Records
'''
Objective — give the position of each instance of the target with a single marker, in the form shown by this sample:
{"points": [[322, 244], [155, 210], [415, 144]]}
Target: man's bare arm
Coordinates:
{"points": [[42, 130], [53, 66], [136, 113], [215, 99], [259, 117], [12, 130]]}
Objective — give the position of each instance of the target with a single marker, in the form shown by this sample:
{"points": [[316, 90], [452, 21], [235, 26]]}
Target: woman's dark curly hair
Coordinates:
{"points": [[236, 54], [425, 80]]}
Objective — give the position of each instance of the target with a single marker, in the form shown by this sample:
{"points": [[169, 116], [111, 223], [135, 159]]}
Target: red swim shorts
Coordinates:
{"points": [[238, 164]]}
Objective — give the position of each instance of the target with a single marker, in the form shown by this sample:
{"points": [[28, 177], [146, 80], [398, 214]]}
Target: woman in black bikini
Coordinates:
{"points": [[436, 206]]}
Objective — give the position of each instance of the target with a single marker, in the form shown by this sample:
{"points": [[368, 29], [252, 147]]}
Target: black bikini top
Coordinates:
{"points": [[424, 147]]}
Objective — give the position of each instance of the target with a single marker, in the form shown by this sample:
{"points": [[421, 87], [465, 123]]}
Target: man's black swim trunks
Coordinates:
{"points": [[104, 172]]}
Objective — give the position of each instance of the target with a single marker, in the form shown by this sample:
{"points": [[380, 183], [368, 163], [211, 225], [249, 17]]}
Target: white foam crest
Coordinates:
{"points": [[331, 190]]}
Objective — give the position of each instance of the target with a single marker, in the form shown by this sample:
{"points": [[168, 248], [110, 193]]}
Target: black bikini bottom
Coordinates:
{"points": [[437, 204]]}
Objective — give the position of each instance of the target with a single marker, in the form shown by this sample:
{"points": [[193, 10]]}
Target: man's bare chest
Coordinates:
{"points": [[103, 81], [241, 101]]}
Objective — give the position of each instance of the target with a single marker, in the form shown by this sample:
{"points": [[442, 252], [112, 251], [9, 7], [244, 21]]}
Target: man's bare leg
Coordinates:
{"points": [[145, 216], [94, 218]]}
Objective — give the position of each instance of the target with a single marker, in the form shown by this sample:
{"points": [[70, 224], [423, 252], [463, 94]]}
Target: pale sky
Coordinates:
'''
• _What you have to do_
Set down all of the records shown above once more, exactly.

• _Complete output_
Objective — give the position of each instance of the target with a single marker, in the form shown by this sample:
{"points": [[322, 244], [155, 210], [415, 144]]}
Target: man's bare arm
Coordinates:
{"points": [[42, 130], [53, 66], [136, 113], [215, 99], [259, 117], [12, 130]]}
Objective — give the position of each instance of the target with a single marker, in the form shown by this sample:
{"points": [[316, 90], [452, 21], [235, 26]]}
Target: woman's dark curly hair
Coordinates:
{"points": [[236, 54], [425, 80]]}
Objective — give the position of each instance of the target with a single marker, in the form shown by this sample:
{"points": [[169, 116], [111, 223], [135, 159]]}
Target: red swim shorts
Coordinates:
{"points": [[238, 164]]}
Objective — give the position of each instance of the target with a single marker, in the form shown by this sample:
{"points": [[28, 177], [146, 80], [398, 214]]}
Target: woman in black bikini
Coordinates:
{"points": [[436, 206]]}
Objective — give the position of each instance of the target with a single marker, in the form shown by this sample:
{"points": [[368, 29], [252, 147]]}
Target: black bikini top
Coordinates:
{"points": [[424, 147]]}
Objective — give the position of each instance of the target with a single marker, in the form shown by this sample:
{"points": [[421, 87], [465, 123]]}
Target: man's black swim trunks
Coordinates:
{"points": [[104, 172]]}
Objective — give the position of each instance of the target with a single marker, in the form shown by this sample:
{"points": [[380, 183], [368, 163], [211, 225], [249, 17]]}
Target: white foam crest
Coordinates:
{"points": [[331, 190]]}
Objective — give the position of each instance of the target with a single marker, in the form shown by this sample:
{"points": [[168, 248], [110, 193]]}
Target: black bikini bottom
Coordinates:
{"points": [[437, 204]]}
Objective — give the position of each instance of the target with a single marker, in the form shown by this sample:
{"points": [[193, 10]]}
Target: man's bare chest
Coordinates:
{"points": [[103, 81], [241, 101]]}
Objective — give the position of each instance of the target with a single marker, in the form shown by this sample:
{"points": [[442, 252], [112, 251], [9, 7], [244, 21]]}
Target: man's bare leg
Coordinates:
{"points": [[145, 216], [94, 218]]}
Objective — give the position of each instance of the target with a single marker, in the form shown by this sample:
{"points": [[70, 224], [423, 252], [463, 94]]}
Target: pale sky
Coordinates:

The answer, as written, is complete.